> _SET PROBLEM_
List every line of the items that contains the string "floor".

[Detection items]

= = = = = = =

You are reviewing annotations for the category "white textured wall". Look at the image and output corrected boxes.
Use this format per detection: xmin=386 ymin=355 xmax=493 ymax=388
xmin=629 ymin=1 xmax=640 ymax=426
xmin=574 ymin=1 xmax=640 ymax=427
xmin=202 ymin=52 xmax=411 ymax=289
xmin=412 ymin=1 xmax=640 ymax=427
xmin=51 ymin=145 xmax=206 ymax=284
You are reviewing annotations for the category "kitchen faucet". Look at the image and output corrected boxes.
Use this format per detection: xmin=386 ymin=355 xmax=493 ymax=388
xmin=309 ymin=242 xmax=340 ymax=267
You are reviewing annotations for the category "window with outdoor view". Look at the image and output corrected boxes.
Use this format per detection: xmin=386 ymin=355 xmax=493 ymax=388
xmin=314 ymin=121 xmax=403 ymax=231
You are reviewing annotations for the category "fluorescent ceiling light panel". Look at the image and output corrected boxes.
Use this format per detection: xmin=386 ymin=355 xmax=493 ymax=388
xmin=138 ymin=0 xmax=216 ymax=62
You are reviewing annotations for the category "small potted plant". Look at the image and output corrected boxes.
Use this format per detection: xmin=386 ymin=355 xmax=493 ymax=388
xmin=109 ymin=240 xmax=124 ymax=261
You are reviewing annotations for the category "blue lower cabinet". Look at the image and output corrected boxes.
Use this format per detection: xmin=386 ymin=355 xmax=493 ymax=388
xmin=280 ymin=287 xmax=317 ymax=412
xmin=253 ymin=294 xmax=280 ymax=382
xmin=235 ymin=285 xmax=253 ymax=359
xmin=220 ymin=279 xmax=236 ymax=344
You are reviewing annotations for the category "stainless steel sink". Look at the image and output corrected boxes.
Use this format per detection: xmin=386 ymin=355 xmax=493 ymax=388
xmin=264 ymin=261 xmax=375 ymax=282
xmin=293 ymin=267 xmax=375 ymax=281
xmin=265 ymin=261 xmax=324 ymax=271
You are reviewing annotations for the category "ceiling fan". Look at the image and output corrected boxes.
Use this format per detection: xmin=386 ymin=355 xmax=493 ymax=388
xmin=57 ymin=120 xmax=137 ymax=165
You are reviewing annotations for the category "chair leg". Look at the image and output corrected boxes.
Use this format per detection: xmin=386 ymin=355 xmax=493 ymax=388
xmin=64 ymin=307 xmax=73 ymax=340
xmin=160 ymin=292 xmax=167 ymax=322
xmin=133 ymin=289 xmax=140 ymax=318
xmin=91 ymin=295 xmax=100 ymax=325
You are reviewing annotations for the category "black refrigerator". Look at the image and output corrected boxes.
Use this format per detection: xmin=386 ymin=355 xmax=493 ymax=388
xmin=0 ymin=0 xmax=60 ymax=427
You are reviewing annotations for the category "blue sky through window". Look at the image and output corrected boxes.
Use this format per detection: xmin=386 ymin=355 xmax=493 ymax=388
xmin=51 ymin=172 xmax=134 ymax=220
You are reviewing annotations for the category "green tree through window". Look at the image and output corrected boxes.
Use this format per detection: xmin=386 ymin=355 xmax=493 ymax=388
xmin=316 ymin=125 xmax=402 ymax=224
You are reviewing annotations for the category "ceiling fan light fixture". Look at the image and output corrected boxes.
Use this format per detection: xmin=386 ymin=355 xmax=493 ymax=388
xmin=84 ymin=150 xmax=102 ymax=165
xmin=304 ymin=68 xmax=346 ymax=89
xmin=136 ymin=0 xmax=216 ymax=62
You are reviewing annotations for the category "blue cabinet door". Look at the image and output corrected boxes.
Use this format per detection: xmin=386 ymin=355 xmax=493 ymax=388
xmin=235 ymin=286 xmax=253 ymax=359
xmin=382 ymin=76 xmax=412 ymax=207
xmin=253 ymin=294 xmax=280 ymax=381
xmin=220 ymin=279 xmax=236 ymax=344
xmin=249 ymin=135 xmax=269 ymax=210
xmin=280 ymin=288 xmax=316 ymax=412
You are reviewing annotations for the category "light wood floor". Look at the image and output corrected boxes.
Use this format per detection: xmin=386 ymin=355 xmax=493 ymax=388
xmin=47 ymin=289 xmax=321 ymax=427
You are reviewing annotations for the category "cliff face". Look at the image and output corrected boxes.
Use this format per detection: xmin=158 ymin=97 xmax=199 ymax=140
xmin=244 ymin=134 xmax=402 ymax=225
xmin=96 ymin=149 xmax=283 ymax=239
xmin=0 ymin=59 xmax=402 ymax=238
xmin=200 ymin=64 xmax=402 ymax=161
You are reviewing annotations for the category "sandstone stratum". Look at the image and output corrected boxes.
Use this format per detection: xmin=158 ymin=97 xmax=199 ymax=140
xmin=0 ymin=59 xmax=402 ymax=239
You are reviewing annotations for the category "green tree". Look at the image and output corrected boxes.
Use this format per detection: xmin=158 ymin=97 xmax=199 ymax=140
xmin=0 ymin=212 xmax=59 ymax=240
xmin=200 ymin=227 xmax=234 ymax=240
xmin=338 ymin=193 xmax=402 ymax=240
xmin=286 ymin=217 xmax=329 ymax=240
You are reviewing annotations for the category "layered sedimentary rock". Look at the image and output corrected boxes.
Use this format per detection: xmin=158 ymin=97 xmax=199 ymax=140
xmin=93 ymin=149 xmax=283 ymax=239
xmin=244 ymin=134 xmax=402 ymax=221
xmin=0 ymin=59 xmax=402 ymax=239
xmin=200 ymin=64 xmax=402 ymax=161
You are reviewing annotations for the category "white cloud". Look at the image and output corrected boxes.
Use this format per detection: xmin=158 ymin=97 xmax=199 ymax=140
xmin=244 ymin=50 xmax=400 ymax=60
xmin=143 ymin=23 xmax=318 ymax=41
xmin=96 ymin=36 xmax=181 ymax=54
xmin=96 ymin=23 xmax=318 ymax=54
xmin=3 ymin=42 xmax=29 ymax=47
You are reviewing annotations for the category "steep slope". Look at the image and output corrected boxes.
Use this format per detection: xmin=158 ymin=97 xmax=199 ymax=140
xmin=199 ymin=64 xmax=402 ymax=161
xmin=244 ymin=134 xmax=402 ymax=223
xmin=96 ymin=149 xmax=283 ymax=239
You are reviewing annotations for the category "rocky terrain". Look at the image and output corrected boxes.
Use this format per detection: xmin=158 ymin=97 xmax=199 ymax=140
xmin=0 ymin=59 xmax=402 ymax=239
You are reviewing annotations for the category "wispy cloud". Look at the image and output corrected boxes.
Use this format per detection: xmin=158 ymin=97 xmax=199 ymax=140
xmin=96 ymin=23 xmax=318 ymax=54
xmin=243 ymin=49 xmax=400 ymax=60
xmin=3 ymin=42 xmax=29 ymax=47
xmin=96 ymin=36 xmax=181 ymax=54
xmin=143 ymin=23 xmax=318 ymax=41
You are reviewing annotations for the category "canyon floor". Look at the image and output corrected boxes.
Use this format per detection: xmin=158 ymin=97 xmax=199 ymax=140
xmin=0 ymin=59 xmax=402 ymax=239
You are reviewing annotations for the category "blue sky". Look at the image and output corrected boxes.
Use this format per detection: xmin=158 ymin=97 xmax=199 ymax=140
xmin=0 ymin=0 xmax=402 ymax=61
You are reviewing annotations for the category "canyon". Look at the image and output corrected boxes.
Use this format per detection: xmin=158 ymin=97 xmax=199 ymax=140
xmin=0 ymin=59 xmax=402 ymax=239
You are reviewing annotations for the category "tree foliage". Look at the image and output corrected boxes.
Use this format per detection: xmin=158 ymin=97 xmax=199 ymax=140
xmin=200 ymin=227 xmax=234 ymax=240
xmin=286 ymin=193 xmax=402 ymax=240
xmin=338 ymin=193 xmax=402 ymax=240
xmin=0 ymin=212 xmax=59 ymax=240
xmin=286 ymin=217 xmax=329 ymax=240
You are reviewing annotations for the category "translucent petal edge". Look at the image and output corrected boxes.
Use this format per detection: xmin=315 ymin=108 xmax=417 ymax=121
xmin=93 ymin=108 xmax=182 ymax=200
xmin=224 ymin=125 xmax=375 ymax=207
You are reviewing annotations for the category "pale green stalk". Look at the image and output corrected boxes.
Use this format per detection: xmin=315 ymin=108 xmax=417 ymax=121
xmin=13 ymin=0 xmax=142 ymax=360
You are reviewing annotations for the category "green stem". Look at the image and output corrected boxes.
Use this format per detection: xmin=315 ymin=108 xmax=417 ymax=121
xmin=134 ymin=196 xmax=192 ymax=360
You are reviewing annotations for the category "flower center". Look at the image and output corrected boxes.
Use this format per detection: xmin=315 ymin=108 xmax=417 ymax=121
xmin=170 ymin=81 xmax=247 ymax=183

= = = = = = =

> _PROBLEM SOLUTION_
You are reviewing annotations for the category "light wood floor". Look at the image and output corrected boxes.
You are reviewing annotations for the category "canyon floor". Look at the image and output corrected boxes.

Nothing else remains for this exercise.